** BEGIN Record set **
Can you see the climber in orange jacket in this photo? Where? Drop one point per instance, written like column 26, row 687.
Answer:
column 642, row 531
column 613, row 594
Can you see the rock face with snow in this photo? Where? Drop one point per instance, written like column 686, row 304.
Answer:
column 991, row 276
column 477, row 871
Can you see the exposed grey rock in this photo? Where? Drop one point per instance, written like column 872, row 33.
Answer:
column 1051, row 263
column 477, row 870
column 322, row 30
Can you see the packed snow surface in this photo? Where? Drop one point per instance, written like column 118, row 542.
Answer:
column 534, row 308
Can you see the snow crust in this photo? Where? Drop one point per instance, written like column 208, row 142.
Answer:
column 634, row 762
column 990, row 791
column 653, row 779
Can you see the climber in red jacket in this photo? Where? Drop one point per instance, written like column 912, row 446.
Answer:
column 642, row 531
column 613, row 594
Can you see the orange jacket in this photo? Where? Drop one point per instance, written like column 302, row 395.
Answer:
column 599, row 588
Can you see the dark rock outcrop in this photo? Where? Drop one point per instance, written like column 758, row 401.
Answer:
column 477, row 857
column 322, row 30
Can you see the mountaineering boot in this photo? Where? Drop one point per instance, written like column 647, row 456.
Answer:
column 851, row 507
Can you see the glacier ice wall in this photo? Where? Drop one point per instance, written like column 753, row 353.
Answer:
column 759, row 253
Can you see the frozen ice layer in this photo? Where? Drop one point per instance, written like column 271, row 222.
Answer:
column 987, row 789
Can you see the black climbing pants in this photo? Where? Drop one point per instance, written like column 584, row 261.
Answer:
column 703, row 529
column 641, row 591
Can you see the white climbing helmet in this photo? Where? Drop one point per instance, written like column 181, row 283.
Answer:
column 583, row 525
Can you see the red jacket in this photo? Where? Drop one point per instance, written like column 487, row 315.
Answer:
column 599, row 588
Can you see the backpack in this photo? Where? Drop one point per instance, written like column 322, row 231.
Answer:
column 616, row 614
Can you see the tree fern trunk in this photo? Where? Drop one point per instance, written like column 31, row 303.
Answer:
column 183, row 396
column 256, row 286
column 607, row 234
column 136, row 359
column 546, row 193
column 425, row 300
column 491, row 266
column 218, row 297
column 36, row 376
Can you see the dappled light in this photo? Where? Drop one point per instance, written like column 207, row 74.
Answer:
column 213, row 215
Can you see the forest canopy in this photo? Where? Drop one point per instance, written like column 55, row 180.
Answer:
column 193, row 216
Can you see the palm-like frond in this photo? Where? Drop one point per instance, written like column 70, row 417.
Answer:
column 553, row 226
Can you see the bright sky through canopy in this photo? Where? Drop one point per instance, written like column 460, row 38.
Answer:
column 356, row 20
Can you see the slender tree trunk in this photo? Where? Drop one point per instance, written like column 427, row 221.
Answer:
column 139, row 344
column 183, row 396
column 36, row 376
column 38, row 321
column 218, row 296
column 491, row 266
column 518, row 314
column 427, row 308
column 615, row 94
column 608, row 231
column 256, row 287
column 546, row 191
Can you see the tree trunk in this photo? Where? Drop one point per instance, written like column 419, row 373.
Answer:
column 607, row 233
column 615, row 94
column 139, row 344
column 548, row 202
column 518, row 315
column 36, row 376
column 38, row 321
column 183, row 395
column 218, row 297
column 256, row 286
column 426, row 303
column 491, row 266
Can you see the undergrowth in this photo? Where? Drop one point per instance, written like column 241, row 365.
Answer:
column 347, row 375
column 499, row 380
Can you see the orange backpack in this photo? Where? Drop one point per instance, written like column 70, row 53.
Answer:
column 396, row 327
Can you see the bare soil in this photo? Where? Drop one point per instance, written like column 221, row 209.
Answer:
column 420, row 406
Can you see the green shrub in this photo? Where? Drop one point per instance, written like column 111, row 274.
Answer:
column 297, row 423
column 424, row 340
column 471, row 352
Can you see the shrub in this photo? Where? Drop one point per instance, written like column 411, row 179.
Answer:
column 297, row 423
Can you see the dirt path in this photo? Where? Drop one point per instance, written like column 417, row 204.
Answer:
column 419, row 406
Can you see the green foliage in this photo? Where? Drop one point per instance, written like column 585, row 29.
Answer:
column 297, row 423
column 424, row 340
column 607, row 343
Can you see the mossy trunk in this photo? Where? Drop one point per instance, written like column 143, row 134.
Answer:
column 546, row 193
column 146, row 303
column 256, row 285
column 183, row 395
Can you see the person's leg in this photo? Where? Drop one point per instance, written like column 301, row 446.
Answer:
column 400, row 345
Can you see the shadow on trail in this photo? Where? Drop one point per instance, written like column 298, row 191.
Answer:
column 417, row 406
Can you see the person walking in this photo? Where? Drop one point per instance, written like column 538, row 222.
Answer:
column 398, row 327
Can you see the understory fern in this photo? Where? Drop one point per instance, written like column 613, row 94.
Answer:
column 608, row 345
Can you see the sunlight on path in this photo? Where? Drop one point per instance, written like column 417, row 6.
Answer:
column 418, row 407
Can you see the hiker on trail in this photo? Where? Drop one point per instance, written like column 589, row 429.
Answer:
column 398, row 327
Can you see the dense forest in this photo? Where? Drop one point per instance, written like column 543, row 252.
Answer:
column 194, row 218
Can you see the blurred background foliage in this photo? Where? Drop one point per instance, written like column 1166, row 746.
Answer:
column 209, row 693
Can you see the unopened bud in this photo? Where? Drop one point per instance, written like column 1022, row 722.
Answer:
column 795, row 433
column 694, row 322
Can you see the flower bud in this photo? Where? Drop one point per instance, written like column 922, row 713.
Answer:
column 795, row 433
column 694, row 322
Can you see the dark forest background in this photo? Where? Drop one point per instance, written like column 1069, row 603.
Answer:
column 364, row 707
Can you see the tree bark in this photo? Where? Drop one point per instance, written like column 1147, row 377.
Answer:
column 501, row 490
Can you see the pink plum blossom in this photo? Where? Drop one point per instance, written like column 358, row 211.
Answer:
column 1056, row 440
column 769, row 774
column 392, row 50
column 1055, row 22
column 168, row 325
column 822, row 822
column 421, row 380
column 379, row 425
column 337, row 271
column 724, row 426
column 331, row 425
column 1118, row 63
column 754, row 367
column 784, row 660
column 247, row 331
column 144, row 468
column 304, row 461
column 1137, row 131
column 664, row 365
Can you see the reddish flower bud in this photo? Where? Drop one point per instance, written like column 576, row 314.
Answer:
** END Record set **
• [Description of the task]:
Could you retype all of the rows above character for character, changing nothing?

• [Answer to this exercise]:
Can you see the climber in orange jacket in this photo? Where? Drop one point per instance, written like column 26, row 687.
Answer:
column 642, row 531
column 613, row 594
Can you see the rock face with snow in this photo? Where? Drop one point per instance, written like column 686, row 304.
Answer:
column 991, row 276
column 477, row 871
Can you see the exposed grey rock in this photo? Where? Drop one point per instance, written like column 872, row 33.
Answer:
column 1051, row 263
column 477, row 870
column 322, row 30
Can you see the packed snow surface in this photo? Where? Drop one point per instance, written like column 118, row 542.
Answer:
column 534, row 308
Can you see the snow crust in this photo? Where? Drop one point per instance, written like column 208, row 142.
Answer:
column 634, row 762
column 990, row 791
column 653, row 779
Can you see the climber in red jacket in this photo? Where? Drop one point per instance, written like column 912, row 446.
Answer:
column 642, row 531
column 613, row 594
Can you see the orange jacket in this photo? Where? Drop one point per instance, written like column 302, row 395.
Answer:
column 599, row 588
Can you see the dark rock outcrop in this photo? Where? Drop one point per instance, written like column 758, row 401.
Answer:
column 477, row 857
column 322, row 30
Can you see the mountaineering boot in this photo? Where? Drop one point per instance, written like column 647, row 456.
Answer:
column 851, row 507
Can you see the glacier ice wall in this photo? Where? Drop one point per instance, written like column 753, row 353.
Answer:
column 759, row 253
Can you see the frozen ice layer in this photo? Where? Drop one point per instance, written like column 271, row 222.
Answer:
column 987, row 789
Can you see the black climbing pants in this photo? Where? Drop one point per instance, written like column 584, row 261.
Answer:
column 703, row 529
column 641, row 591
Can you see the white climbing helmet in this photo? Where? Drop one point per instance, written like column 181, row 283.
Answer:
column 583, row 525
Can you see the red jacket in this photo? Where? Drop one point per instance, written like column 487, row 315.
Answer:
column 599, row 588
Can you see the backpack in this photo? Where? Drop one point per instance, written like column 322, row 231.
Answer:
column 616, row 614
Can you see the tree fern trunk in this photo? Where? Drop one point per instance, written like column 31, row 303.
Answer:
column 183, row 396
column 256, row 286
column 607, row 234
column 136, row 359
column 546, row 193
column 425, row 300
column 491, row 266
column 218, row 297
column 36, row 376
Can you see the dappled light in this photo? Where? Drop one point per instance, written like column 207, row 74.
Answer:
column 213, row 215
Can you see the forest canopy in this photo? Where? Drop one point per instance, written like column 55, row 180.
Answer:
column 193, row 216
Can you see the palm-like frond in this photo? Where? Drop one point per instance, written like column 70, row 417.
Answer:
column 553, row 226
Can you see the bright sky through canopy in this photo? Where? Drop one point per instance, written like column 460, row 38.
Answer:
column 356, row 20
Can you see the slender tree trunk in this photo? Where? Drop one point per instance, written like column 427, row 221.
Answer:
column 139, row 344
column 183, row 396
column 36, row 376
column 38, row 321
column 218, row 296
column 491, row 266
column 518, row 314
column 427, row 308
column 615, row 94
column 608, row 231
column 256, row 287
column 546, row 191
Can you see the tree trunk in this photo? Where? Drop one point per instance, written like column 419, row 373.
Answer:
column 607, row 233
column 615, row 94
column 139, row 344
column 548, row 202
column 518, row 315
column 36, row 376
column 38, row 321
column 183, row 395
column 218, row 297
column 256, row 286
column 426, row 303
column 491, row 266
Can you see the undergrowth in this photo? Where? Drop one point per instance, written like column 241, row 365.
Answer:
column 347, row 375
column 499, row 380
Can you see the orange backpack in this photo? Where? Drop one point per instance, written like column 70, row 53.
Answer:
column 396, row 327
Can you see the bare soil in this photo? Where? Drop one point per instance, written like column 221, row 209.
Answer:
column 420, row 406
Can you see the green shrub in this photo? Where? Drop one point per instance, written like column 111, row 274.
Answer:
column 297, row 423
column 424, row 340
column 471, row 352
Can you see the shrub in this photo? Where? Drop one point per instance, written like column 411, row 179.
Answer:
column 297, row 423
Can you see the dirt path in this photo? Where? Drop one point per instance, written like column 417, row 204.
Answer:
column 419, row 406
Can you see the green foliage in this photo? Where? Drop one point per instance, written like column 585, row 29.
Answer:
column 297, row 423
column 424, row 340
column 607, row 343
Can you see the mossy trunk in this photo? Where? Drop one point per instance, written like column 143, row 134.
Answer:
column 546, row 193
column 146, row 303
column 256, row 285
column 183, row 395
Can you see the person's leg in this photo? Where? Drop one point per instance, written like column 301, row 446.
Answer:
column 400, row 345
Can you see the shadow on trail in this photo? Where? Drop one point per instance, written like column 298, row 191.
Answer:
column 417, row 406
Can you see the person walking in this photo? Where? Drop one point per instance, written like column 538, row 222.
Answer:
column 398, row 327
Can you see the understory fern in this photo? Where? Drop one point per instance, written like column 613, row 94.
Answer:
column 608, row 345
Can you see the sunlight on path in this photo? Where? Drop one point per instance, written like column 417, row 6.
Answer:
column 418, row 407
Can you see the hiker on trail in this photo? Where? Drop one point per instance, written like column 589, row 429.
Answer:
column 398, row 327
Can you see the dense forest in this photo? Where? Drop one point per instance, written like column 543, row 252.
Answer:
column 194, row 218
Can you see the blurred background foliage in this photo? Where? Drop one point per instance, written like column 1166, row 746.
Answer:
column 209, row 693
Can you see the unopened bud in this photo? Where? Drop one point per instance, written like column 1022, row 722.
Answer:
column 795, row 433
column 694, row 322
Can you see the flower bud in this photo? Where? Drop one point per instance, written like column 922, row 713.
Answer:
column 795, row 433
column 694, row 322
Can you see the dark forest background in this photo? Where? Drop one point per instance, written like column 1069, row 603.
Answer:
column 364, row 707
Can you see the tree bark in this photo? Where? Drop one point per instance, written like column 1147, row 377.
Answer:
column 501, row 490
Can you see the pink plum blossom in this photo? Where? Drop one point per instance, written like column 358, row 211.
Answer:
column 1056, row 440
column 769, row 774
column 392, row 50
column 1055, row 22
column 168, row 325
column 822, row 822
column 421, row 380
column 379, row 425
column 337, row 271
column 724, row 426
column 331, row 425
column 1118, row 63
column 754, row 367
column 784, row 660
column 247, row 331
column 144, row 468
column 304, row 461
column 1137, row 131
column 664, row 365
Can you see the reddish flower bud in this photo? Where? Drop one point per instance, written like column 576, row 314.
Answer:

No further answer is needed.